- What you will do
Update the data below by replacing every occurrence of "formatted like this" with "in this format" and leaving everything else unchanged.
====
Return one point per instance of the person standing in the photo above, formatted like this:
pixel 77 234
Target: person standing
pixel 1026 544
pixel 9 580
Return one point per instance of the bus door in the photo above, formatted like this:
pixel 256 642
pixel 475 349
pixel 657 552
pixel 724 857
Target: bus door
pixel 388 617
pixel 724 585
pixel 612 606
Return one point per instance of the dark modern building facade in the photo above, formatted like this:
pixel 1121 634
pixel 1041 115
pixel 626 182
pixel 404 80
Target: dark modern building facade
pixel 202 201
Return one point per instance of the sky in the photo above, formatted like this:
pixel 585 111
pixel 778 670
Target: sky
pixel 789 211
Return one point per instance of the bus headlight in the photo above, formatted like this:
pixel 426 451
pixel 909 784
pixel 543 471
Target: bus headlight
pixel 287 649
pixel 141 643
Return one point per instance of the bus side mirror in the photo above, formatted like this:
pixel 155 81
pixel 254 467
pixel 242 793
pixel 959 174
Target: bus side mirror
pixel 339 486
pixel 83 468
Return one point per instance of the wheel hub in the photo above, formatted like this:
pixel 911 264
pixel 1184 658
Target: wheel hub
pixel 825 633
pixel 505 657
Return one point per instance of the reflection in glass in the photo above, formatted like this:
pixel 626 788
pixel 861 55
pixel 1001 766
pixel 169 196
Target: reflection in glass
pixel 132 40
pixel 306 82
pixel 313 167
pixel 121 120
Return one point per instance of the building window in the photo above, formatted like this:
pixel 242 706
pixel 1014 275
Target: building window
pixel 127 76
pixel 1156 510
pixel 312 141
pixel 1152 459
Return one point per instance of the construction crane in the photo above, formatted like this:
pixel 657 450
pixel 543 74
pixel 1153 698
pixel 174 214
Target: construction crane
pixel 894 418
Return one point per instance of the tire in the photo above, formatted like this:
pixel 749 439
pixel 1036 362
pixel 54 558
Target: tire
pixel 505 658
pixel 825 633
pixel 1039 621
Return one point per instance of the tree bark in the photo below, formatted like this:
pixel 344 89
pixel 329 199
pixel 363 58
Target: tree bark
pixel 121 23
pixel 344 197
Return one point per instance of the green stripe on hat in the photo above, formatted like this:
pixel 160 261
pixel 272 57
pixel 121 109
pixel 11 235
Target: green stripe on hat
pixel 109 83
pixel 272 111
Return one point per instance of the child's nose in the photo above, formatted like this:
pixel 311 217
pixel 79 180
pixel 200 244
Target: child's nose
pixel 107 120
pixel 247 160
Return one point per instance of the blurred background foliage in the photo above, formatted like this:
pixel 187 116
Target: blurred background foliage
====
- Written response
Return one point per instance of the person standing in the photo above, in this format:
pixel 77 234
Target: person standing
pixel 1026 544
pixel 9 580
Return one point per instance of the bus door in the photo above, in this format:
pixel 256 642
pixel 475 349
pixel 657 552
pixel 724 857
Target: bus door
pixel 388 617
pixel 724 585
pixel 612 606
Return one point per instance of the dark modern building facade in the photo above, in this format:
pixel 1121 634
pixel 1041 115
pixel 626 182
pixel 404 80
Target: dark modern building facade
pixel 202 201
Return one point per instance of the sky in the photo above, in this format:
pixel 585 111
pixel 778 670
Target: sky
pixel 789 211
Return one point per instance of the bus headlight in the photo above, in this format:
pixel 426 451
pixel 909 784
pixel 543 471
Target: bus headlight
pixel 287 649
pixel 141 643
Return one point per instance of the bus side mirror in the photo above, in this format:
pixel 155 81
pixel 254 467
pixel 242 793
pixel 959 174
Target: bus side mirror
pixel 339 486
pixel 83 468
Return one point per instance of the wheel hub in the photo above, in this format:
pixel 911 264
pixel 1184 658
Target: wheel hub
pixel 825 633
pixel 505 657
Return one point per instance of the reflection in glass in the photo above, in this format:
pixel 626 788
pixel 861 55
pixel 1001 766
pixel 169 196
Target: reflection in glass
pixel 132 40
pixel 306 82
pixel 313 167
pixel 121 120
Return one point per instance of the building window in the photo above, in this format:
pixel 242 706
pixel 1014 275
Target: building window
pixel 127 76
pixel 1156 510
pixel 312 141
pixel 1152 459
Return one point per instance of the construction crane in the photo above, in this format:
pixel 657 450
pixel 543 74
pixel 1153 698
pixel 174 214
Target: construction crane
pixel 894 418
Return one point per instance of the tire in the photo above, in this format:
pixel 749 439
pixel 1036 362
pixel 54 558
Target: tire
pixel 505 658
pixel 825 633
pixel 1039 621
Return one point per instance of the tree bark in the photo below, in this format:
pixel 344 89
pixel 329 199
pixel 363 58
Target: tree bark
pixel 121 23
pixel 344 197
Return one point per instance of the green stripe on hat in the photo above, in this format:
pixel 160 261
pixel 272 57
pixel 121 109
pixel 11 235
Target: green stripe on hat
pixel 109 83
pixel 272 111
Return one point per instance of the child's nose in the photo above, in this format:
pixel 311 217
pixel 79 180
pixel 200 244
Target: child's nose
pixel 107 120
pixel 247 160
Return one point per instance of the blurred background foliage in the photo above, in this format:
pixel 187 116
Target: blurred background foliage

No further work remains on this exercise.